[Problem to solve]: Copy the entries below verbatim, omitting any pictures they contain.

___

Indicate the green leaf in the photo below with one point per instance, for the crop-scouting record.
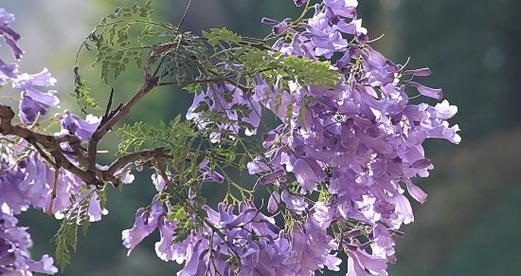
(217, 35)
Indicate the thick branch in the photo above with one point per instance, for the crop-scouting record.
(123, 161)
(50, 143)
(108, 123)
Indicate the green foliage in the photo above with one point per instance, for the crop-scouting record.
(221, 35)
(66, 238)
(306, 71)
(112, 40)
(183, 220)
(178, 136)
(82, 92)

___

[Response to this exercise]:
Indicate the green leaf in the photo below with one point per instance, for the crop-scouting record.
(217, 35)
Indicate the thick branch in the photo above with one point per instance, for the crop-scouting record.
(123, 161)
(50, 143)
(108, 123)
Indicate the green foliage in the photo above with one point per instance, for the crop-scouting record.
(221, 35)
(66, 238)
(306, 71)
(112, 40)
(183, 220)
(178, 136)
(82, 92)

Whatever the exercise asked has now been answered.